EXCERPT:
******
The Seven Percent Solution

I was somewhat astonished recently to see coverage of Goldman Sachs analysis that Italy could be in trouble if its ten year bond yield reaches 7%.  After all, the ECB has consistently brought out the sniper rifle and uncapped the scope when eurozone country's 10 year bond yield reaches 7% and puts the finger on the trigger when it exceeds 7.5% as it did with Greece, Ireland, and Portugal.  That is the point the ECB decides it is not going to continue providing liquidity and risk raising the eurozone average ten year interest rate.  It is also a level at which public debt in a fixed monetary union, in which trade imbalances cannot be economically resolved between countries and devaluation is only possible through internal adjustments which can only be achieved by austerity and deflation, verge towards unsustainability.  Deflation does not promote growth since growth creates inflation.  Consequently, the 7% level and the 7.5% trigger is the point of uncompetitive divergence at which imperial Europe dictates to colonial Europe that the Irish will become indentured servants to protect European banks, the Portuguese will be groomed to become serfs (after all the Portuguese social programs to bring the Portuguese people from dictatorship to the modern developed world cost money), and the Greek people will be pushed into slavery.

Understand the trading yields of the ten year bonds are not the concern except as they indicate what the issuing yield of any new ten year bonds might be.  Since Italy's economic growth is slowing, as Rebecca Wilder has thoroughly explained and Edward Hugh has documented, and Greece, Ireland, Spain, Italy, and France all have declining growth.  In fact, all of Europe is slowing in growth including German production amid global slowdown.  If these countries have a need to grow, whether inhibited by austerity or not, then they have a need to issue debt in the international market.  These countries also have high private debt which is a larger negative than public debt to GDP (at least less important in a fiat currency country).  If the newly issued debt is likely to be 7.0% - 7.5% or higher, depending on the size of the national economy and debt, the ECB will have its finger on the trigger.  The question of Spain, Italy, and France being to big, i.e., too costly to Germany and the banks of Europe, is a question which has been repeatedly kicked down the road just as recently as last Thursday and Friday and has already been viewed as a restricted default.
******
GIVEN DATA:
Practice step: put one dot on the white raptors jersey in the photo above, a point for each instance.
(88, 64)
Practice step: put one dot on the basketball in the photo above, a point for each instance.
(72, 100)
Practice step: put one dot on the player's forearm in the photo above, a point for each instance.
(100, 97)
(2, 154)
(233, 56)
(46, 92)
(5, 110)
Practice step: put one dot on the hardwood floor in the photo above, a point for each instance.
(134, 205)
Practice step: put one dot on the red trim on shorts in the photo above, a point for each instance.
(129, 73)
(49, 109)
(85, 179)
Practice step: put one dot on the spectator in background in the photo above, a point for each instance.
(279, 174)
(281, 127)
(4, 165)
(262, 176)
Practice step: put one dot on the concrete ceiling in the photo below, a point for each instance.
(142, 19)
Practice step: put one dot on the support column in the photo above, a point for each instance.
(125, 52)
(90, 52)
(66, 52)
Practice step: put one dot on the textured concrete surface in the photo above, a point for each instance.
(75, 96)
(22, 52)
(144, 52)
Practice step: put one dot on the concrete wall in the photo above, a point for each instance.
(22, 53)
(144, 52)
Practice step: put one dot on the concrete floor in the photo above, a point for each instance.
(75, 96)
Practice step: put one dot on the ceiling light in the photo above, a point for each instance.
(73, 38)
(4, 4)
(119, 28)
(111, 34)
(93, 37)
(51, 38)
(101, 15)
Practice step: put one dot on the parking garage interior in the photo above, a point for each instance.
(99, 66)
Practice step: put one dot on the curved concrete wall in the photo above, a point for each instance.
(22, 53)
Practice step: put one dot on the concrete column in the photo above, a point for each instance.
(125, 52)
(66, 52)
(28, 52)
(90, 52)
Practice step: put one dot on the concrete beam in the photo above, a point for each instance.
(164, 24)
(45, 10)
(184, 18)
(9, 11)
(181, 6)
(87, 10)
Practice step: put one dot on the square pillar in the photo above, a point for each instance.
******
PROMPT 1:
Please copy the listing word for word, starting with the line that contains "Practice step: put one dot on the red" and going on through the final line of the listing.
PROMPT 2:
Write the next part of the piece on eurozone bond yields, picking up after its last sentence.

WRITTEN REPLY 1:
Practice step: put one dot on the red trim on shorts in the photo above, a point for each instance.
(129, 73)
(49, 109)
(85, 179)
Practice step: put one dot on the spectator in background in the photo above, a point for each instance.
(279, 174)
(281, 127)
(4, 165)
(262, 176)
Practice step: put one dot on the concrete ceiling in the photo below, a point for each instance.
(142, 19)
Practice step: put one dot on the support column in the photo above, a point for each instance.
(125, 52)
(90, 52)
(66, 52)
Practice step: put one dot on the textured concrete surface in the photo above, a point for each instance.
(75, 96)
(22, 52)
(144, 52)
Practice step: put one dot on the concrete wall in the photo above, a point for each instance.
(22, 53)
(144, 52)
Practice step: put one dot on the concrete floor in the photo above, a point for each instance.
(75, 96)
Practice step: put one dot on the ceiling light in the photo above, a point for each instance.
(73, 38)
(4, 4)
(119, 28)
(111, 34)
(93, 37)
(51, 38)
(101, 15)
Practice step: put one dot on the parking garage interior in the photo above, a point for each instance.
(99, 66)
Practice step: put one dot on the curved concrete wall in the photo above, a point for each instance.
(22, 53)
Practice step: put one dot on the concrete column in the photo above, a point for each instance.
(125, 52)
(66, 52)
(28, 52)
(90, 52)
Practice step: put one dot on the concrete beam in the photo above, a point for each instance.
(164, 24)
(45, 10)
(184, 18)
(9, 11)
(181, 6)
(87, 10)
Practice step: put one dot on the square pillar in the photo above, a point for each instance.

WRITTEN REPLY 2:
Are there any exceptions to the 7% solution?  Portugal tried to evade the ECB sniper by arranging private placements of public debt issuance but got too close to needing a true international auction.  The Cyprus ten year bond is trading in a volatile range, having exceeded 7.5% on June 23rd when Commerzbank recommended they no longer be bought, from 8.2% on June 29 to 8.9% on July 20 just before the newest kick the can down the road plan for Greece, which has temporarily lowered traded bond yields for all eurozone countries.  Why has Cyprus not had the trigger pulled?  It has not issued new debt in the international market since the ten year bond in February 2010 which was issued at 4.625% and is now trading at 8.9% as of July 20.  Cyprus has considered, and is considering issuing new debt in November at international auction, but has so far, as recently as this June, successfully placed the debt locally.  As long as it can stay away from the international market in issuing and placing debt, it will evade the ECB sniper.  With banks in Cyprus heavily exposed to Greek debt (Marfin alone has as much exposure as Dexia), new austerity budget which will decrease growth, and the need to rebuild the recently explosion damaged utility plant, the ability to place new debt locally and/or by private arrangement may become increasingly difficult.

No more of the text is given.